Stored items:

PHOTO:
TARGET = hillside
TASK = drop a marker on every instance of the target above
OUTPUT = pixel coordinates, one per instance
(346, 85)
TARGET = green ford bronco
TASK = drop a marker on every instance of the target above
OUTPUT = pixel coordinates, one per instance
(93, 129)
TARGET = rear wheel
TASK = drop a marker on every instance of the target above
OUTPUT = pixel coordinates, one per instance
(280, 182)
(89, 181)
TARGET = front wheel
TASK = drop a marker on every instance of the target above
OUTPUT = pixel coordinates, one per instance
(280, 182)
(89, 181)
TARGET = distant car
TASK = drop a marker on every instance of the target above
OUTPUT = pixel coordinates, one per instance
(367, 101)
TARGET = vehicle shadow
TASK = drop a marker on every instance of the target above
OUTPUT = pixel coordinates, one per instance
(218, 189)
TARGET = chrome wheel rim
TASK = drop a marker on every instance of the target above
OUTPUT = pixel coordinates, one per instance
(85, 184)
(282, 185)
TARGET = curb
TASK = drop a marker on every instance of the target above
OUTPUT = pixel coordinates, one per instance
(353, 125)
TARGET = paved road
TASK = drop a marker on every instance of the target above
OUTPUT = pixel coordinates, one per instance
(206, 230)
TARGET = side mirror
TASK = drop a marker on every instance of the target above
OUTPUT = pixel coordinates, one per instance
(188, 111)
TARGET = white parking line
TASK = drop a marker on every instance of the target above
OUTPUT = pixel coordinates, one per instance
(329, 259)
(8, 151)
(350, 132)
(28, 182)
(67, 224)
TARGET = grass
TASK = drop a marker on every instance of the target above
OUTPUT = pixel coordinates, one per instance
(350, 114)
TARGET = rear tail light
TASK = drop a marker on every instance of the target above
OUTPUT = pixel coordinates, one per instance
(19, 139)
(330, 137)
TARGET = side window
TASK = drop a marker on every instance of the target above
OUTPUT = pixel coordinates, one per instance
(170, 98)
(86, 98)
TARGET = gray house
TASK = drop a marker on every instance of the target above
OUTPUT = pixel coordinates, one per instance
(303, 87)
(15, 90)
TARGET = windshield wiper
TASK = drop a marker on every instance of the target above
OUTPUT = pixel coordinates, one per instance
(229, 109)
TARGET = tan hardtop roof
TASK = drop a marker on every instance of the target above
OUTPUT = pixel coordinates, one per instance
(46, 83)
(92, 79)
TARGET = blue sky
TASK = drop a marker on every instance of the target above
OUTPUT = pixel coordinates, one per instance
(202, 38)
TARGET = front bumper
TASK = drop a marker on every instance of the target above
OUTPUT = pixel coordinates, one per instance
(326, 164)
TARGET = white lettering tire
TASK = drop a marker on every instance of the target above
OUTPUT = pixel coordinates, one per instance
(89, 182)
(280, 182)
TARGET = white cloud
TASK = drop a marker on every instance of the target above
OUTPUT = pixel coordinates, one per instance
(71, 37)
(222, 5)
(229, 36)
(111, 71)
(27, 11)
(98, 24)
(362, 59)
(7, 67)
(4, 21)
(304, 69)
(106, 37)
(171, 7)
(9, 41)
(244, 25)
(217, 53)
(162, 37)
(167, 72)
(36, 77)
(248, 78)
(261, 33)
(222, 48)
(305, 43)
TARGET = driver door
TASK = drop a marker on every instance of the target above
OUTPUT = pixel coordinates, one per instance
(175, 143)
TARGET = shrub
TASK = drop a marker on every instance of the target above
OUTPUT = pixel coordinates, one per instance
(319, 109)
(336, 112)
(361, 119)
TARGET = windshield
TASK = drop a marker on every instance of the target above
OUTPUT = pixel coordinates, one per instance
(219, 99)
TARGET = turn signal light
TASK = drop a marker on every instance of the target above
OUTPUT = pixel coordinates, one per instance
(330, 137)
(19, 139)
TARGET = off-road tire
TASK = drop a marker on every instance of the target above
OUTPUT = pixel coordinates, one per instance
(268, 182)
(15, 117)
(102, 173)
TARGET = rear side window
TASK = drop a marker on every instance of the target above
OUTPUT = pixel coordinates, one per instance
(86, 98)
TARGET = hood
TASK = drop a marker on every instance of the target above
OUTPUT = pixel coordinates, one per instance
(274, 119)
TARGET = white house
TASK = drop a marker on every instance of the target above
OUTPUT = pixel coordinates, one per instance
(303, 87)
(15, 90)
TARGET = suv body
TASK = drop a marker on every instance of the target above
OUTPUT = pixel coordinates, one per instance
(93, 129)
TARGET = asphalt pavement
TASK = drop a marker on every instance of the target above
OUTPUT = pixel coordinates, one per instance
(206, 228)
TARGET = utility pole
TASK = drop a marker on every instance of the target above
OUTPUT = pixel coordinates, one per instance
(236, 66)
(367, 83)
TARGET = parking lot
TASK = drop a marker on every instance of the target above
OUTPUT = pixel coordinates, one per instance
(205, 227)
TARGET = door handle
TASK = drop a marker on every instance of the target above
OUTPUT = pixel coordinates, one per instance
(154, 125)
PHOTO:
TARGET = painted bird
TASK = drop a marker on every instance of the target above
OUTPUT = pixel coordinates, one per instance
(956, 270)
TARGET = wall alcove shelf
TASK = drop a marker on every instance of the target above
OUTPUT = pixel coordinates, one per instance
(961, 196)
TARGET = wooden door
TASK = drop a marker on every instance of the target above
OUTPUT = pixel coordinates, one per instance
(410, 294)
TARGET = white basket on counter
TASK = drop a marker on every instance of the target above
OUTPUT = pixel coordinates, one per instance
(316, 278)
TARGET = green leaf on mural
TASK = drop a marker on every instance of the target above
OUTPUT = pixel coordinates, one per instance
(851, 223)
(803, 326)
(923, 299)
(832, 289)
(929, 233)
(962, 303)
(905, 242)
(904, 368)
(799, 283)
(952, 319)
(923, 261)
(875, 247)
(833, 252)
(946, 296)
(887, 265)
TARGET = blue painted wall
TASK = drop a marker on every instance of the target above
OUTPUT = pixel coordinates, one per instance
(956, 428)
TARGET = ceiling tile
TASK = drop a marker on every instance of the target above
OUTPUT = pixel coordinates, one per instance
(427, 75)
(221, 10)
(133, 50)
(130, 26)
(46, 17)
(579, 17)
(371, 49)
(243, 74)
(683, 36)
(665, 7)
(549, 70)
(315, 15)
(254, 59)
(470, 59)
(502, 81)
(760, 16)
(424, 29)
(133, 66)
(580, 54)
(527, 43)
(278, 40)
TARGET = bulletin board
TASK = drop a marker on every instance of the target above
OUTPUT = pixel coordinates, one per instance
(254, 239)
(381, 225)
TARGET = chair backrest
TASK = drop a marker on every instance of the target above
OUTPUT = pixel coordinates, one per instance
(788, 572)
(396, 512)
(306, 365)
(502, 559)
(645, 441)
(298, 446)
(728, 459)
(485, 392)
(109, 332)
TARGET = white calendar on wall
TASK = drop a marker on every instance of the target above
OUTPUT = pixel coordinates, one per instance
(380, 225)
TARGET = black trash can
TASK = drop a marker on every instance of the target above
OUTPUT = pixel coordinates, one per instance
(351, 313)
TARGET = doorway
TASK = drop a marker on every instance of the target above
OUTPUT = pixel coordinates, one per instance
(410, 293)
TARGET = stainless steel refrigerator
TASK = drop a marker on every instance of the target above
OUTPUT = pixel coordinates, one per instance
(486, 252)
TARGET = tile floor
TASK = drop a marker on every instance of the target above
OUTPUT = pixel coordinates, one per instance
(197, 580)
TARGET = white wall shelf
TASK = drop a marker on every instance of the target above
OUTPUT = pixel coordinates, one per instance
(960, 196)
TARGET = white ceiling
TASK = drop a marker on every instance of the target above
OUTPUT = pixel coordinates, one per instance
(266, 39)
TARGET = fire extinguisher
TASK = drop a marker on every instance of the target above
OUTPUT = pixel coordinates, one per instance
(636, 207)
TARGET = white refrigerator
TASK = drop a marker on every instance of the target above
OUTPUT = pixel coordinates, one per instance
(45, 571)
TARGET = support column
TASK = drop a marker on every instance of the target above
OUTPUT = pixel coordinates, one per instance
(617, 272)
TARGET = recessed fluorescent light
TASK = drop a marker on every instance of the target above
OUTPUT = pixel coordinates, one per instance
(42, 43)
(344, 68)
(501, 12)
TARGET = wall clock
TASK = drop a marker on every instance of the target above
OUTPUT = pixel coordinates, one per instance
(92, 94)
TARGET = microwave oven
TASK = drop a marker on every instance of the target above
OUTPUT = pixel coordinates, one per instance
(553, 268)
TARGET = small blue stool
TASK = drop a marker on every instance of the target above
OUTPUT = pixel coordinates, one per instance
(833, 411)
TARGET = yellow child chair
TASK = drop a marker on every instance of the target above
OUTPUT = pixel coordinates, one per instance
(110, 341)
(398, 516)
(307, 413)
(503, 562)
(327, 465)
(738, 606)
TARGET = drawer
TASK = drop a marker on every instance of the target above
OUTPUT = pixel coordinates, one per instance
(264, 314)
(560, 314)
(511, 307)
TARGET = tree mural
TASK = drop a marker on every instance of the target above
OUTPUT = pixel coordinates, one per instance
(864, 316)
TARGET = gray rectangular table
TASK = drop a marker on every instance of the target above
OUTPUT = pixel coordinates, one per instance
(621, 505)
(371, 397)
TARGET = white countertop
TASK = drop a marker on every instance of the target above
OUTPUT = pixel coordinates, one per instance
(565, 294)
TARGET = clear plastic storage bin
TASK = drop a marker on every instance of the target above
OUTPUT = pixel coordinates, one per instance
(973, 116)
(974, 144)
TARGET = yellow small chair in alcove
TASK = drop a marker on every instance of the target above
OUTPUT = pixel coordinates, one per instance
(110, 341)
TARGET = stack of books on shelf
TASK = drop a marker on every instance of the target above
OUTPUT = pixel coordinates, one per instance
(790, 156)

Objective.
Scale the records beginning at the line that has "TARGET = clear plastic storage bin" and ending after the last record. Reproduce every line, requests included, but multiply each pixel coordinate in the answers by 1.7 and round to whole numbers, with halves rounded up.

Written answer.
TARGET = clear plastic storage bin
TASK = drop a marker on every instance of the target above
OUTPUT = pixel coordinates, one per instance
(1654, 197)
(1656, 245)
TARGET = yellow small chair in alcove
TASK = drop a marker on every instance of the target above
OUTPUT = pixel coordinates, one per instance
(187, 580)
TARGET = stack of books on shelf
TASK = drop a marker on every instance of the target above
OUTPUT = pixel coordinates, one per instance
(1343, 265)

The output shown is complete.